— START OF Input —

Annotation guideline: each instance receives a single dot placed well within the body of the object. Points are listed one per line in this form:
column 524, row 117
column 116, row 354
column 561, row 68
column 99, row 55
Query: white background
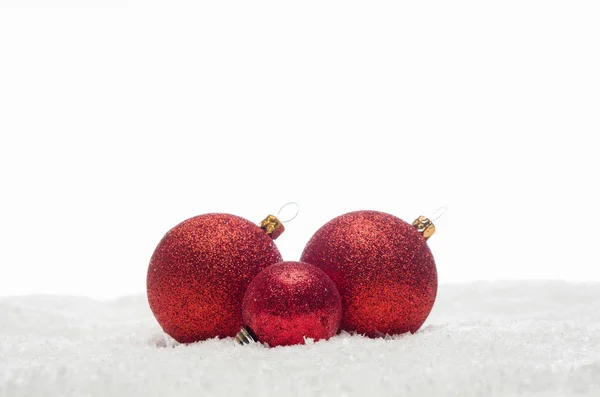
column 118, row 122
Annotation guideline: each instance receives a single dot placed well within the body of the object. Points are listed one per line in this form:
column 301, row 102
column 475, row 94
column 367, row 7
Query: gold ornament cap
column 424, row 226
column 272, row 226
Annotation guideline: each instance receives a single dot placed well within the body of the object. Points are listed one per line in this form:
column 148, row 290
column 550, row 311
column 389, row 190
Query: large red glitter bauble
column 199, row 273
column 289, row 301
column 383, row 269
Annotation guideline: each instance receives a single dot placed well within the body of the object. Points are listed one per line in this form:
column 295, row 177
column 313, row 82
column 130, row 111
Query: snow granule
column 537, row 338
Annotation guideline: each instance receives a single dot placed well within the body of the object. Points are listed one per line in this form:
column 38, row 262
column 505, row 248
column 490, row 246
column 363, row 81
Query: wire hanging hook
column 291, row 203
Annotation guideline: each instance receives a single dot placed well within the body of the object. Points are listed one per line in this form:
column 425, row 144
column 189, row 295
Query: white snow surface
column 534, row 338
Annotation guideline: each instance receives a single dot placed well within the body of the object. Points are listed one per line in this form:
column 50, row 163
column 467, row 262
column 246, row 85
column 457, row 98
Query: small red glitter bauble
column 383, row 269
column 199, row 273
column 289, row 301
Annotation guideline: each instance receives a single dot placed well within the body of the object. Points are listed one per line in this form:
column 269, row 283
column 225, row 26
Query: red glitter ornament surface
column 383, row 269
column 199, row 272
column 289, row 301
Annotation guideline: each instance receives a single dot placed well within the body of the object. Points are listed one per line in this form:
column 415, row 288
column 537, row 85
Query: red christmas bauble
column 289, row 301
column 199, row 272
column 383, row 269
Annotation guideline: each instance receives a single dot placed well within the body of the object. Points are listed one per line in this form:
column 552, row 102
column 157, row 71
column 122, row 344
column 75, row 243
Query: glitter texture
column 289, row 301
column 383, row 269
column 199, row 272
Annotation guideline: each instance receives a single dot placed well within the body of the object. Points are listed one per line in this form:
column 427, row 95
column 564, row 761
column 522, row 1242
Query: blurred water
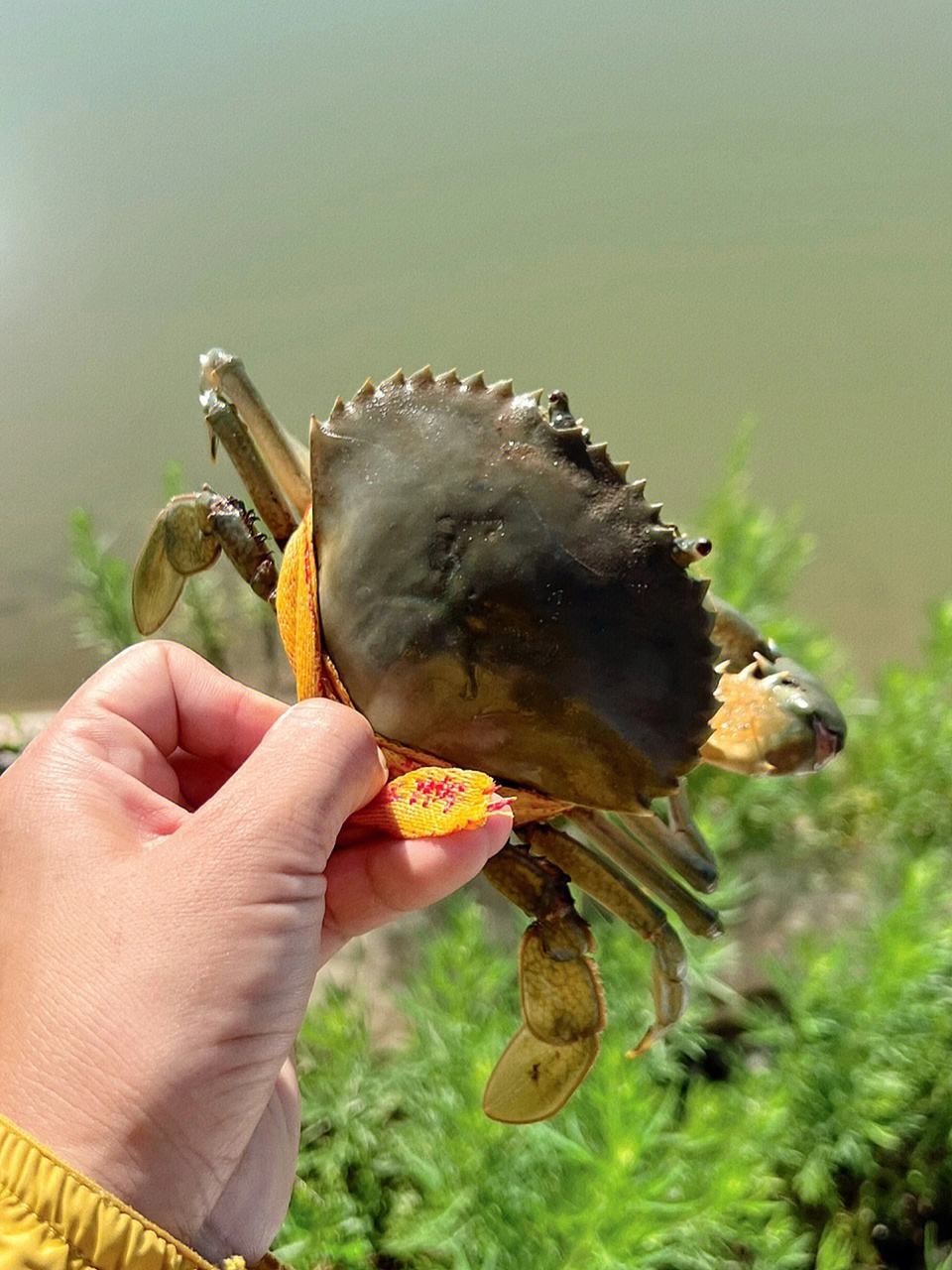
column 678, row 212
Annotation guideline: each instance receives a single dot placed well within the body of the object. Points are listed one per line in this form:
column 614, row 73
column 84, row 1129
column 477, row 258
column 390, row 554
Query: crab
column 494, row 590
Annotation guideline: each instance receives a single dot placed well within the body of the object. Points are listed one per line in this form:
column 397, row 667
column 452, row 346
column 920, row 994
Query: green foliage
column 802, row 1123
column 103, row 589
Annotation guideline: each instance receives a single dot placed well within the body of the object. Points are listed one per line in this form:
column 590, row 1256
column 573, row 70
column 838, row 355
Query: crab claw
column 823, row 729
column 775, row 719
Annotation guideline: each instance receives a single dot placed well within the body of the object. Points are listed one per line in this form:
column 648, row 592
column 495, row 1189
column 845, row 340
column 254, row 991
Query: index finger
column 177, row 699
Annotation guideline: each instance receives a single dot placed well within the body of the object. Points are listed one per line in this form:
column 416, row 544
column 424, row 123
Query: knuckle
column 347, row 728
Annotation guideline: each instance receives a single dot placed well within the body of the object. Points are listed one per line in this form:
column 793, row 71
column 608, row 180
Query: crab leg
column 560, row 992
column 284, row 454
column 188, row 536
column 239, row 444
column 620, row 896
column 676, row 849
column 634, row 858
column 684, row 826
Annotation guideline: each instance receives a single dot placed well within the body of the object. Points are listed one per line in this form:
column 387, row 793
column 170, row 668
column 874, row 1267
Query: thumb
column 284, row 808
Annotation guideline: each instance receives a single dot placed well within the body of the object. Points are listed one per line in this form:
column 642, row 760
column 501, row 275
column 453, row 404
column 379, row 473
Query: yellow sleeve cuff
column 53, row 1218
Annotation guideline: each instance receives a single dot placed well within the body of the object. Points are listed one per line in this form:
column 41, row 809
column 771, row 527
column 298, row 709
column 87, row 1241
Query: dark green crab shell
column 493, row 590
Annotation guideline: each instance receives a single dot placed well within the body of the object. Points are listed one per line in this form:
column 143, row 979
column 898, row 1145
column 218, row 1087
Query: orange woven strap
column 429, row 797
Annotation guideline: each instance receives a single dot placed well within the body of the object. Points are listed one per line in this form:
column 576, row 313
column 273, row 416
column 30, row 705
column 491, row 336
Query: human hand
column 168, row 893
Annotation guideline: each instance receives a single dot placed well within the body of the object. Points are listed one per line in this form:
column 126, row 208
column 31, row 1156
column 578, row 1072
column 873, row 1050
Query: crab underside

— END OF Input —

Write out the material word for word, from its start up to and including the line that contains "column 272, row 226", leaving out the pictures.

Finished task ->
Annotation guideline: each instance receives a single dot placed well within the body of the object. Points are listed one per line in this form:
column 524, row 117
column 116, row 354
column 561, row 68
column 99, row 55
Query: white background
column 118, row 122
Annotation guideline: each instance receives a single dot placed well within the body of the object. Points are listed one per line in this form:
column 301, row 102
column 475, row 94
column 367, row 7
Query: gold ornament cap
column 424, row 226
column 272, row 226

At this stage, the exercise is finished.